▶ [Instructions for the task]: Only these lines of the data below are wanted: the one with "overhead line pole?", the one with "around the sky?", and any lines between them, each repeated exactly.

Records contained in a dataset:

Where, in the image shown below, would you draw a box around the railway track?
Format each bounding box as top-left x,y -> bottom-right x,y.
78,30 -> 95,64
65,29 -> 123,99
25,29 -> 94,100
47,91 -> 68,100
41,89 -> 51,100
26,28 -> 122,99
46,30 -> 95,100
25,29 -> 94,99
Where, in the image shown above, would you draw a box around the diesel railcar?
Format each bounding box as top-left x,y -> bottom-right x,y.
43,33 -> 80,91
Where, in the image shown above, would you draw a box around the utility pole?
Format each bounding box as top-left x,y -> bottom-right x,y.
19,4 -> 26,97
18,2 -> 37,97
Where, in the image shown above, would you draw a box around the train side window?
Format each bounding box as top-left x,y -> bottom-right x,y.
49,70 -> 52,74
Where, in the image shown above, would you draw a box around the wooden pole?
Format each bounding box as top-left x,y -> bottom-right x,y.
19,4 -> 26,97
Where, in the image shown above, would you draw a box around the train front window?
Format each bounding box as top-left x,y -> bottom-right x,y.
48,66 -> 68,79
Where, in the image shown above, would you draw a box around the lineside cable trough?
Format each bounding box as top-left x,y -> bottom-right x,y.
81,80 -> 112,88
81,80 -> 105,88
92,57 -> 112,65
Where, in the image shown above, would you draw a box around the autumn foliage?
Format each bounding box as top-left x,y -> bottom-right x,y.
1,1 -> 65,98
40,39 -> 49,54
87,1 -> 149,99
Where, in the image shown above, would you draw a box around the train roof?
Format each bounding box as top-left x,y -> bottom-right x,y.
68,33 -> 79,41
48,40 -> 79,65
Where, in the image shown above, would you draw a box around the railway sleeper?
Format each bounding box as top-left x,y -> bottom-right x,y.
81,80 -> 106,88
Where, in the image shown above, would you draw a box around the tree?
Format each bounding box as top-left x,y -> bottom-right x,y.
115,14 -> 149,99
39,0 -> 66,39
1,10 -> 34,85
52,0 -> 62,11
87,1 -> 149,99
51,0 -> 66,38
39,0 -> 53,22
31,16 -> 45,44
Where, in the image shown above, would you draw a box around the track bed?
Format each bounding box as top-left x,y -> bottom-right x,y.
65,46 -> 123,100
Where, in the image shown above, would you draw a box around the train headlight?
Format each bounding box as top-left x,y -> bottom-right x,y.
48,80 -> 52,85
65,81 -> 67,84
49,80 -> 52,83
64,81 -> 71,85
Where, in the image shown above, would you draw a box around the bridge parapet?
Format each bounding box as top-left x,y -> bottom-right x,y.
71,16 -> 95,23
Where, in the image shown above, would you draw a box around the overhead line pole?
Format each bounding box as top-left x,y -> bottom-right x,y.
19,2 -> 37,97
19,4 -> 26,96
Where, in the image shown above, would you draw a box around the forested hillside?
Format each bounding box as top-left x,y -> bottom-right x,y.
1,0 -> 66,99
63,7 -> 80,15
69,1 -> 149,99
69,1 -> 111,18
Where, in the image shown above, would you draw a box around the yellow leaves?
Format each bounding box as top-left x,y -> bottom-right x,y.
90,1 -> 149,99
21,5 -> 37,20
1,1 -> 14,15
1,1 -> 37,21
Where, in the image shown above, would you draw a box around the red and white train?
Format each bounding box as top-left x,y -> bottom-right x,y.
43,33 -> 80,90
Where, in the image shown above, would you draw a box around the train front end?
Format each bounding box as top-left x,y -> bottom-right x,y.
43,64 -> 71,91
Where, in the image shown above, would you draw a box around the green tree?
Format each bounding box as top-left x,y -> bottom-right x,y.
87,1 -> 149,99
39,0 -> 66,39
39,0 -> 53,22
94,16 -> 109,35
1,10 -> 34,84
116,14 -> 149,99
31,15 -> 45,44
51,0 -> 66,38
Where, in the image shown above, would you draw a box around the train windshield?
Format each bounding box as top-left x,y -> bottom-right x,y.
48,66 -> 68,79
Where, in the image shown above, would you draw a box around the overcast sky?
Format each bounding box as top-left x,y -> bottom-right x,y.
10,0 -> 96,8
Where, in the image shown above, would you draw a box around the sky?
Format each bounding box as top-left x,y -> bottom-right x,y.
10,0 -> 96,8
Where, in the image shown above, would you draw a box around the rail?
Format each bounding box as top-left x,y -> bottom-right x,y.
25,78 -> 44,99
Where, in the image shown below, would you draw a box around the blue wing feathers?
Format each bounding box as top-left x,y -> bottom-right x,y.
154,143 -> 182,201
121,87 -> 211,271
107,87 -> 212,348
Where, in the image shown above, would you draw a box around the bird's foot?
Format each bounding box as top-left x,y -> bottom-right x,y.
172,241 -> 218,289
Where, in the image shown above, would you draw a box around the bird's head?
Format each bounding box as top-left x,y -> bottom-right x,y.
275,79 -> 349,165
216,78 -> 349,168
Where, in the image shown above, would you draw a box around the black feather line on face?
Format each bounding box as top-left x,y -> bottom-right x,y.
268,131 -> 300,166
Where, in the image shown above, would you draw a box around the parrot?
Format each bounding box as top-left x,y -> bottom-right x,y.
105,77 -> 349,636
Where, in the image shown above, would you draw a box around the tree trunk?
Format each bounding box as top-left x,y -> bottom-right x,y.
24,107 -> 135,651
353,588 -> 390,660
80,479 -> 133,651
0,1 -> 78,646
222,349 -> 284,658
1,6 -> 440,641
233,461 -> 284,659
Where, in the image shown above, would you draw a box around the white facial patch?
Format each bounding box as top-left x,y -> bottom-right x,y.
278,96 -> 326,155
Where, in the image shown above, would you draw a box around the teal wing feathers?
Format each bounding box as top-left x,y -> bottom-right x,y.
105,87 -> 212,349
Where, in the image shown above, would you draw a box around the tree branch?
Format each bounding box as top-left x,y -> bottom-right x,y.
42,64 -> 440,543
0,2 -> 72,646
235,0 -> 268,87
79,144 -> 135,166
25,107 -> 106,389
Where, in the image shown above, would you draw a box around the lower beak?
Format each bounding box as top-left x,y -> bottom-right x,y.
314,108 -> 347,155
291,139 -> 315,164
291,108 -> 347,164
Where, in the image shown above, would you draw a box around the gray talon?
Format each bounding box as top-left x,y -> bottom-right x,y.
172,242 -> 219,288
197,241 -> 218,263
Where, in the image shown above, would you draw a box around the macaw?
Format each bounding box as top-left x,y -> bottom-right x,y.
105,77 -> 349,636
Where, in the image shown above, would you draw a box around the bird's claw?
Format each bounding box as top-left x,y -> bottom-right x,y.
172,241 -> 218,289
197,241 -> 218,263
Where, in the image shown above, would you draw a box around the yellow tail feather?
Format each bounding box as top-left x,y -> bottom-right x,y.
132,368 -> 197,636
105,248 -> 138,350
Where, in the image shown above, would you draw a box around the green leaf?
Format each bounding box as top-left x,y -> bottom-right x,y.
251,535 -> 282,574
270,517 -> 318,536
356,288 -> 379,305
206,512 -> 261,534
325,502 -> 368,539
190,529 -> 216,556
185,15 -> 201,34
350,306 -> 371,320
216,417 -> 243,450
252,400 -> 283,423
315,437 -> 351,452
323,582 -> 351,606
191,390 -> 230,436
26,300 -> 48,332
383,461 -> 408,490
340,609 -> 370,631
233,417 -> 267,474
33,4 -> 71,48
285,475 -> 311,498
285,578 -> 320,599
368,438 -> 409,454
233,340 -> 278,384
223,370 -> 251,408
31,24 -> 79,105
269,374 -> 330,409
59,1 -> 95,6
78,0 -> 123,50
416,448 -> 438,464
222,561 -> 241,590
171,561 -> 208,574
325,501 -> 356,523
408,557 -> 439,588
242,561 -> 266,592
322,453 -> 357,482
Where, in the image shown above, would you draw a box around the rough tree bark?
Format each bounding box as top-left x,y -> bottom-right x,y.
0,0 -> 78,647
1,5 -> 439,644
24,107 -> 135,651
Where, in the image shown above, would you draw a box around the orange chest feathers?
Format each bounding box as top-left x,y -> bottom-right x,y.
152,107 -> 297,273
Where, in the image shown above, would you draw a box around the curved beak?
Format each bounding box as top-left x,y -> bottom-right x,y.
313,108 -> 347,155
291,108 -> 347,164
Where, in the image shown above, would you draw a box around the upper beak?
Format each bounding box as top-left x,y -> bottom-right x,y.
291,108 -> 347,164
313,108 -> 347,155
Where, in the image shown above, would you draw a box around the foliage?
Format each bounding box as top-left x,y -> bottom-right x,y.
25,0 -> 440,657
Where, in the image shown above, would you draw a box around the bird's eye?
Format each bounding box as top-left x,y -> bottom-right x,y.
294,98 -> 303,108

▶ [Result of the exercise]:
Where, in the image shown above, would you draw a box around the overhead line pole?
Format each bounding box as top-left x,y -> bottom-right x,y.
19,2 -> 37,97
19,4 -> 26,96
Where, in the image shown above, would you draw a box around the forested hillside?
Format each bounding box as top-left x,y -> bottom-right x,y.
1,0 -> 66,99
63,7 -> 80,15
69,1 -> 149,99
69,1 -> 111,18
Where, in the image shown above, would you draw a box around the yellow leaves?
Format each bounding box as top-left x,y -> bottom-right x,y.
90,1 -> 149,99
21,5 -> 37,20
1,1 -> 14,15
1,1 -> 37,21
Where, in the image shown above, would you draw a box around the red and white train?
Format each bounding box as top-left x,y -> bottom-right x,y.
43,33 -> 80,90
Where, in the image shown above, would you draw a box around the train front end?
Format each bounding box as top-left x,y -> bottom-right x,y.
43,64 -> 71,91
Where, in the image shown above, would you draw a box around the green tree?
Format each bounding box as top-left x,y -> bottom-right x,y.
87,1 -> 149,99
39,0 -> 66,39
39,0 -> 53,22
94,16 -> 109,35
1,10 -> 34,84
116,14 -> 149,99
31,15 -> 45,44
51,0 -> 66,38
Where, in the image shown above, would you draw a box around the train windshield?
Format each bounding box as top-left x,y -> bottom-right x,y.
48,66 -> 68,79
Where, in the image shown above, would you draw a box around the overcast sky?
Format each bounding box as top-left x,y -> bottom-right x,y.
10,0 -> 96,8
Where, in the image shown above, would you draw a box around the sky?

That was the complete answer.